Seçilen Metin
########################################
IrFoc150714-al-quds_day_in_tehran-0341_4e7c006105bf226258410ecef49bbd93.nbcnews-ux-2880-1000.jpg

“Cehennemin kapıları” açılıyor mu?

İran, Afganistan ya da Irak değil. İran'a yönelik bir ABD saldırısı da salt İran'la sınırlı olmayan çok daha büyük bir savaşın sadece başlangıç noktasını oluşturacak. Arap Birliği Başkanı “ABD Irak'a saldırırsa, cehennemin kapılarını açmış olacak” diyordu, ama “cehennemin kapıları” asıl ABD İran'a saldırırsa açılacak ve Körfez ülkelerinin son tutumları bunun açık bir ifadesi…

13 Ağustos 2019 Salı
Haaretz gazetesinin İsrail istihbarat ve ordu kaynaklarına yakınlığıyla tanınan “güvenlik editörü” Amos Harel son yazısında haber verdi: “Amerikan yönetiminin İran'ı dizginlemesi için umutlu olduğu bölgesel ittifakta çatlaklar büyüyor. Bu İsrail için kötü bir haber.”
 
Amerikan yönetimi Nükleer Anlaşmadan ayrılıp, İran üzerinde ekonomik ve politik baskıyı arttırırken esas olarak “İran'ı kendi belirlediği koşullara sahip yeni bir anlaşma için masaya oturtmayı hedefliyordu” diyor Harel ve ekliyor “ama İran inatçıydı ve ABD'nin baskılarına kontrollü bir basınçla karşılık verdi.” Harel'e göre, yönetimindeki Bolton gibi kimi unsurların daha ileri gitmek istemesine rağmen Trump daha dikkatliydi ve İran'la askeri bir çatışmadan kaçınıyordu.
 
Harel'e göre, İki ay önce bir ABD dron'u İran tarafından düşürüldüğünde, Trump'ın karşılık vermeyerek aynı tutumunu sürdürmesi, özellikle “bölgesel ittifak” ülkeleri üzerinde ciddi bir etki yarattı. İttifakın İsrail'le birlikte asli unsurları olan Körfez ülkeleri, İran'a karşı politik konumlarını yeniden gözden geçirme gereğini duydular.
 
Harel, Birleşik Arap Emirlikleri Sahil Koruma Komutanı'nın pek fazla alışık olunmadık bir tarzda Tahran'a gitmesini ve İranlı mevkidaşıyla bir anlaşma imzalamasını, bu “politik gözden geçirmenin” önemli bir sonucu olarak değerlendiriyor. Harel'e göre, bunun daha önemli bir işareti ise, BAE'nin Yemen savaşındaki askeri varlığını azaltma yönünde aldığı kararı duyurması.
 
BAE'nin savaşa katılım düzeyini düşürdüğünde Suudi Arabistan'ın savaş kapasitesinin daha da zayıflayacağını belirten Harel, bunun sonucunun Husi'lerin Yemen'in kuzeyindeki kontrollerinin pekişmesi olacağını ileri sürüyor. Bu durumun, İsrail perspektifinden kötü bir haber olarak kabul edildiğini vurgulayan Harel'e göre, Hamas'a İran tarafından iletilen silahlar Kızıl Deniz üzerinden geliyor ve Husilerin kontrol ettiği coğrafya bu sevkiyatlarda büyük önem taşıyor.
########################################
Kullanılacak Veriler
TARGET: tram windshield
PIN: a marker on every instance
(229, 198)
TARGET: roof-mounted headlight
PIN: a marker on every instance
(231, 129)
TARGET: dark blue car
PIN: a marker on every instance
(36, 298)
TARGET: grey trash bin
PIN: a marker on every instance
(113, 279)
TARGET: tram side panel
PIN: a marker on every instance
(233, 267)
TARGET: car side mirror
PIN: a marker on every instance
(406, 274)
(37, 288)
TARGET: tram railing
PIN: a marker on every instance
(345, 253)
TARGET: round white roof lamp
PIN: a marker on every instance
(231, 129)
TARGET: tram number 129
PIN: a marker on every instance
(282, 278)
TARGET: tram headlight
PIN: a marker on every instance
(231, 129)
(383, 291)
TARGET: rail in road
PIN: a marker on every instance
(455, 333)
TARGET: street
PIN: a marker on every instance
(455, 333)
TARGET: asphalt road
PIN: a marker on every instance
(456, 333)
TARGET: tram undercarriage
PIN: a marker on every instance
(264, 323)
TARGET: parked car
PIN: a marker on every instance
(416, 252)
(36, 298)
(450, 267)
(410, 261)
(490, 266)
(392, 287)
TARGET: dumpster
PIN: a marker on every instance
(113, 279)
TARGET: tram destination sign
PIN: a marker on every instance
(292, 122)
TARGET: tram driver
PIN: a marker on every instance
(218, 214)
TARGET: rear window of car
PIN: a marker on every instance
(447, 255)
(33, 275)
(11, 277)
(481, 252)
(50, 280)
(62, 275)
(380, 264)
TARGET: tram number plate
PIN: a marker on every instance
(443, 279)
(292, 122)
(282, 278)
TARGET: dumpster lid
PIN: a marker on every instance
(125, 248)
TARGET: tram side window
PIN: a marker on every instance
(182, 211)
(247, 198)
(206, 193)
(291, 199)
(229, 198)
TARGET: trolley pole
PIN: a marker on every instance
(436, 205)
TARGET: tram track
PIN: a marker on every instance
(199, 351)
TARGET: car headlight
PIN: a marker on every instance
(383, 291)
########################################
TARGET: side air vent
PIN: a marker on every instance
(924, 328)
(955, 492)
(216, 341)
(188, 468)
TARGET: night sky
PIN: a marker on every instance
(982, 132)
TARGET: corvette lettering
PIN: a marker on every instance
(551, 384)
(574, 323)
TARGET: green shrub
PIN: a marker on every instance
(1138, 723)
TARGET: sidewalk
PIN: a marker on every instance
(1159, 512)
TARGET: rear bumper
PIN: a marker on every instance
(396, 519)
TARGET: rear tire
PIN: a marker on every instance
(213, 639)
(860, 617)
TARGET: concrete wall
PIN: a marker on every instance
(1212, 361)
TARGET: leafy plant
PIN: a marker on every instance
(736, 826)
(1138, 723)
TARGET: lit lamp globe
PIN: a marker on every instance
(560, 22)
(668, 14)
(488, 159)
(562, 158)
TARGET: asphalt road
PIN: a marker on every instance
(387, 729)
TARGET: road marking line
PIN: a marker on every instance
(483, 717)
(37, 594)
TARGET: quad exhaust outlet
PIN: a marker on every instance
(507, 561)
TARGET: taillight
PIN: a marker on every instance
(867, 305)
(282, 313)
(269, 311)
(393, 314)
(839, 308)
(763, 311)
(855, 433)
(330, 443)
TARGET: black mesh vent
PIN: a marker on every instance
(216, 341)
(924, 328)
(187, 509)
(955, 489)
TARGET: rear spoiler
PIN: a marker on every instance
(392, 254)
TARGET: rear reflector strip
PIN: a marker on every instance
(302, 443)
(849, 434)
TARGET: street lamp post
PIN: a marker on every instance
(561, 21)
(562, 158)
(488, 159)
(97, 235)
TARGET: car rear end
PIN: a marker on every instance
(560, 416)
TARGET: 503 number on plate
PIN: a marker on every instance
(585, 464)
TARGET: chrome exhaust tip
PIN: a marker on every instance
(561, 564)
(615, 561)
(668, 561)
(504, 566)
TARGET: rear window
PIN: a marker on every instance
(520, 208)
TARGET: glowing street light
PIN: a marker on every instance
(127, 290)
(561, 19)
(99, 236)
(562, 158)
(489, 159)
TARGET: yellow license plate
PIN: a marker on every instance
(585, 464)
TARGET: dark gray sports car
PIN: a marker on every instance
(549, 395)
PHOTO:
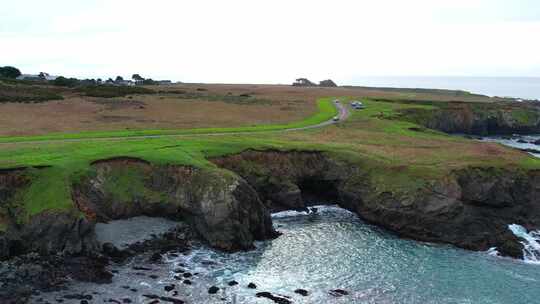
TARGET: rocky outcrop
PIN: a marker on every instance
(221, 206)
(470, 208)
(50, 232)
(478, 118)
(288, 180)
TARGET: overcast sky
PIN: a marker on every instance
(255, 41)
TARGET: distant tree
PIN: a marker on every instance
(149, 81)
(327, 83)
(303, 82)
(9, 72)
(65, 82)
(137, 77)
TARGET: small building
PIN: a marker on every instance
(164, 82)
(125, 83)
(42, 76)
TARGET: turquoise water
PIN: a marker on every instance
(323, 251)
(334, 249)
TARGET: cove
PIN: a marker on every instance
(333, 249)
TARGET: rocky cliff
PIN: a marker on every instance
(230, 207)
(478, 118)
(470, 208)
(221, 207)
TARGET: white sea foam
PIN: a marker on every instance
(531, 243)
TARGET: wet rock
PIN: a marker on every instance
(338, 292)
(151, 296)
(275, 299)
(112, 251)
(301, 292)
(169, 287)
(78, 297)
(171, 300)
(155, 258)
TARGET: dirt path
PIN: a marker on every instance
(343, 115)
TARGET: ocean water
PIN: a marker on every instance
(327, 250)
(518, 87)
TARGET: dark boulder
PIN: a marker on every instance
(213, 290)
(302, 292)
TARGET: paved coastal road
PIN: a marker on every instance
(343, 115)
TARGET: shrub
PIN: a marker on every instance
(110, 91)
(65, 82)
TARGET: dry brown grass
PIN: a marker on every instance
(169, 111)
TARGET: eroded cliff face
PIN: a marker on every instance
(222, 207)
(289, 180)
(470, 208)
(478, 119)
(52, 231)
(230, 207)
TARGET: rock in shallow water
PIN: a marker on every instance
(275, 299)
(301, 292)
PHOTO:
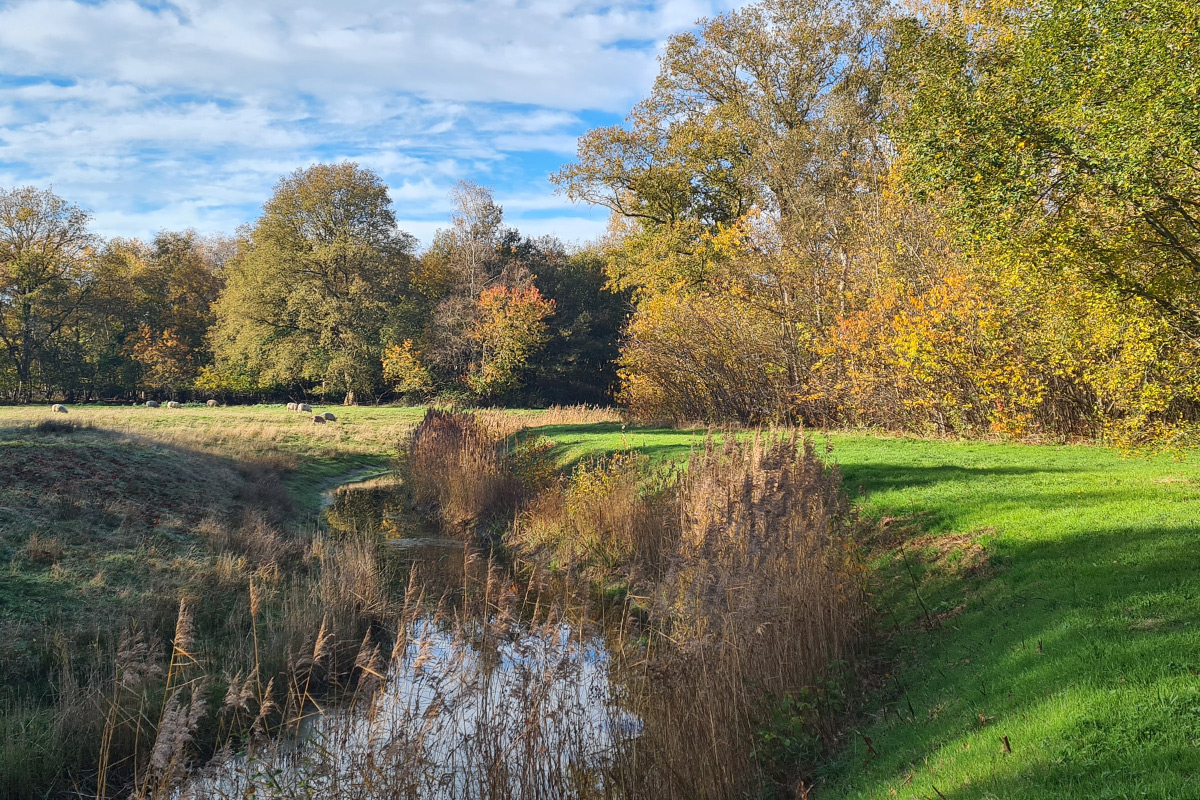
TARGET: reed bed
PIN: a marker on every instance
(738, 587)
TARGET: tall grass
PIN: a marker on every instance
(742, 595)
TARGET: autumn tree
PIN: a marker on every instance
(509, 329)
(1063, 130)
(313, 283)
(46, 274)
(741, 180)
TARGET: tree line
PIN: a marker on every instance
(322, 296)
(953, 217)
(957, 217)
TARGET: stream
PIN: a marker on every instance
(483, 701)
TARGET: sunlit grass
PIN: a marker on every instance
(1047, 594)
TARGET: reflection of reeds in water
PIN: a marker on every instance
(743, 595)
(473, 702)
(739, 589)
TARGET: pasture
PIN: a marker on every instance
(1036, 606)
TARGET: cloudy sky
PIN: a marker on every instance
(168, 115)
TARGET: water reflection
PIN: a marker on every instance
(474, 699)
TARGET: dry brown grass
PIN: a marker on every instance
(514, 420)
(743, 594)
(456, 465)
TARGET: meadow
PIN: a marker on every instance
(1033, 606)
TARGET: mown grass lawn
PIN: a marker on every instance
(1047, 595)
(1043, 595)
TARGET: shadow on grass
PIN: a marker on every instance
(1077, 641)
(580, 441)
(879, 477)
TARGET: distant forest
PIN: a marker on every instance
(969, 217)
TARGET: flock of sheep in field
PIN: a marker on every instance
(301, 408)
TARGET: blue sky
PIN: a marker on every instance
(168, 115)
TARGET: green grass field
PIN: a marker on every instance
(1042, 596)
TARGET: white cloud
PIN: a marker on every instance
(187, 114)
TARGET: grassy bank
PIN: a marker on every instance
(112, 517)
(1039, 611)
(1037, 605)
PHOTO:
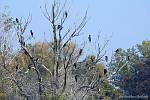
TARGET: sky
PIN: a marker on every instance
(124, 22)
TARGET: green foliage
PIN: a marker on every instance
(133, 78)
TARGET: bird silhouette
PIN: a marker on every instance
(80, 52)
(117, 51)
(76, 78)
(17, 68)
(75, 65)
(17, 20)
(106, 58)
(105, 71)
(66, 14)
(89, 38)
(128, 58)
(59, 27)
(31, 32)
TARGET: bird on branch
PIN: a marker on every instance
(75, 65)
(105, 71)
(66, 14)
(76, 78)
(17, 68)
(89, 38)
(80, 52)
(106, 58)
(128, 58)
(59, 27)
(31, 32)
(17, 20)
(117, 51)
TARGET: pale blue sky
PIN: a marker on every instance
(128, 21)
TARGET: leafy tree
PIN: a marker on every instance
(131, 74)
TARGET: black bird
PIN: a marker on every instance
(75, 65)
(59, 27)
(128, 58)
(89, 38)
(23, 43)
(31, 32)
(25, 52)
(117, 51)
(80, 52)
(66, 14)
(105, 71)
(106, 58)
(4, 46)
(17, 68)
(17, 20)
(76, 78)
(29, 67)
########################################
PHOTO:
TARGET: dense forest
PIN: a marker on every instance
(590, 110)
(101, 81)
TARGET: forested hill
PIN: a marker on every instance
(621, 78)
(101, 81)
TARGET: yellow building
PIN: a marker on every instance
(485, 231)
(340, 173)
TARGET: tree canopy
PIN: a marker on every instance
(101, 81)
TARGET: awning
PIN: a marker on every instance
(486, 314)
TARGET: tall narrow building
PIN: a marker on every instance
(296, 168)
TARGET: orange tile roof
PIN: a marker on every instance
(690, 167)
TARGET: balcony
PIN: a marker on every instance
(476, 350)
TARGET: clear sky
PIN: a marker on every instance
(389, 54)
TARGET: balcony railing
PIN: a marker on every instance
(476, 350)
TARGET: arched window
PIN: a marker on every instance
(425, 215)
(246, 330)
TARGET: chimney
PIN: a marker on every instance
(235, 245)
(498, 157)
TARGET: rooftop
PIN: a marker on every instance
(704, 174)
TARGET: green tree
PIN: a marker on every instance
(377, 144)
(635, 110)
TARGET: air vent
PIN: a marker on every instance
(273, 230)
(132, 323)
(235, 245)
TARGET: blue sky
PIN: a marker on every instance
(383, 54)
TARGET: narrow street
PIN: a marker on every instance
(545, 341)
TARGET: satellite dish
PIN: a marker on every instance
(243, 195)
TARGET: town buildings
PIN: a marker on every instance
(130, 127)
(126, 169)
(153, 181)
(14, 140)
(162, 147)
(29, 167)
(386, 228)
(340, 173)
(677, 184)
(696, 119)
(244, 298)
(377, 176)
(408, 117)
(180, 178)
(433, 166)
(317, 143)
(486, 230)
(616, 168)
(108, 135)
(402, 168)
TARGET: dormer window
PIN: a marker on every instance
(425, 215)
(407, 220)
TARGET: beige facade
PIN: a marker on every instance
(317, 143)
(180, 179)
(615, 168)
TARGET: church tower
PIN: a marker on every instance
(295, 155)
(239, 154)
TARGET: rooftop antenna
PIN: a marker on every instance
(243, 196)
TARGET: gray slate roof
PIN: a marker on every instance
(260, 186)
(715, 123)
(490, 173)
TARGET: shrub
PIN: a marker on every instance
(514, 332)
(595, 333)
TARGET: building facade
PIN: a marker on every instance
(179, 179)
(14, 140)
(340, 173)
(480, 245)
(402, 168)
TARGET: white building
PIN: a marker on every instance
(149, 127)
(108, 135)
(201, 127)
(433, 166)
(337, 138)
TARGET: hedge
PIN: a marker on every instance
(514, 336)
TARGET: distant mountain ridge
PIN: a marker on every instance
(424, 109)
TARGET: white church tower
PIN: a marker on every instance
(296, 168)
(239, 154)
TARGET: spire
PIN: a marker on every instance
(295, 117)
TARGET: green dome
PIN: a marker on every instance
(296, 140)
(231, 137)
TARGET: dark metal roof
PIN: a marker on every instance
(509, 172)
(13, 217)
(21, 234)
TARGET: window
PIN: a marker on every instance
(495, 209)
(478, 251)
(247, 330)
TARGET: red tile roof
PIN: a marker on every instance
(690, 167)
########################################
Hedefler
1 – Kayıtları süz ve "lamp" sözcüğünü içeren her satırı olduğu gibi kopyala. Büyük-küçük harf ayrımını gözet.
2 – ABD-İran gerilimi ve Körfez ülkelerinin tutumu üzerine yazıyı kaldığı yerden sürdür.

Görev Bazında Yanıtlar
1 –
TARGET: round white roof lamp
TARGET: lit lamp globe
TARGET: street lamp post

2 –
 
Birkaç hafta önce Yemen'de öldürülen bir Filistinli'nin, Hamas'a silah sevkiyatlarında önemli bir rol sahibi olduğunun düşünüldüğünü belirten Harel, Husilerin varlığını kalıcılaştırmasının Bab el Mendeb'den geçen İsrail ticari ve askeri gemileri için de bir tehdit oluşturduğu değerlendirmesinin sıkça tekrarlandığını gündeme getiriyor.
 
BAE'nin son kararlarının ve Yemen'deki askeri-politik gelişmelerin dışarıya yansıtılmasa da en fazla İsrail'de kaygılar yarattığını dile getiren Harel'e göre, Trump ve Netanyahu'nun bu gelişmeler nedeniyle birlikte yeni bir durum değerlendirmesi yapması kaçınılmaz görünüyor.
 
Harel'in vurguladığı unsurlar, yaşanan gelişmelerin yönünü doğru saptıyor. Bunlara ABD müttefikleri Almanya, Fransa ve Japonya'nın, bir ABD İngiltere inisiyatifi olarak gelişen Basra Körfezi'nde bir Deniz Gücü oluşturma önerisine olumsuz yanıt vermelerini de eklemek gerekiyor. Trump'ın dün Macron hakkında sarf ettiği sözler hoşnutsuzluğun en açık göstergesiydi. Trump dün Macron'u Tahran'a olası müzakereler konusunda karışık sinyaller vermekle suçladı.
 
Körfez ülkelerinin “İran'a karşı politik konumlarını gözden geçirme” gereksinimi duymalarının en önemli nedenleri özellikle Suudi Arabistan içinde askeri tesisleri ve havaalanlarını vuran Husi füzeleriydi. BAE'ye yönelik birkaç füze saldırısı etkisini hemen gösterdi.
 
Basra Körfezinde oluşturulması öngörülen deniz gücüne ABD'nin müttefikleri olumsuz bir yanıt verdi; İsrail Dışişleri Bakanı Israel Katz İsrail Parlamentosu Dış İlişkiler ve Güvenlik Komitesi'nde 5 Ağustos günü yaptığı bir konuşmada, İsrail'in Körfez'de oluşturulacak deniz gücüne katılacağını söyledi. Kısa bir süre önce yaptığı bir ziyarette, BAE yetkilileriyle İran tehdidini ve deniz gücü oluşturulması konularını konuştuklarını belirten Katz, İsrail'in esas olarak istihbarat sağlanması noktasında yer alacağını söyledi.
 
Temmuz ayı sonunda İsrail basınına düşen haberlere göre, İsrail savaş uçakları Irak'ta Haşdi Şabi'ye bağlı bazı milis güçleri vurmuştu. Habercilerin sorularını yanıtlayan ismi açıklanmayan İsrail ordu yetkilileri, İsrail'in ciddiyetini göstermek amacıyla Irak'taki düşmanlarına ani bir saldırı düzenlediğini iddia ediyorlardı. Bu iddialar hakkında Haşdi Şabi'ye bağlı güçlerden herhangi bir açıklama gelmedi.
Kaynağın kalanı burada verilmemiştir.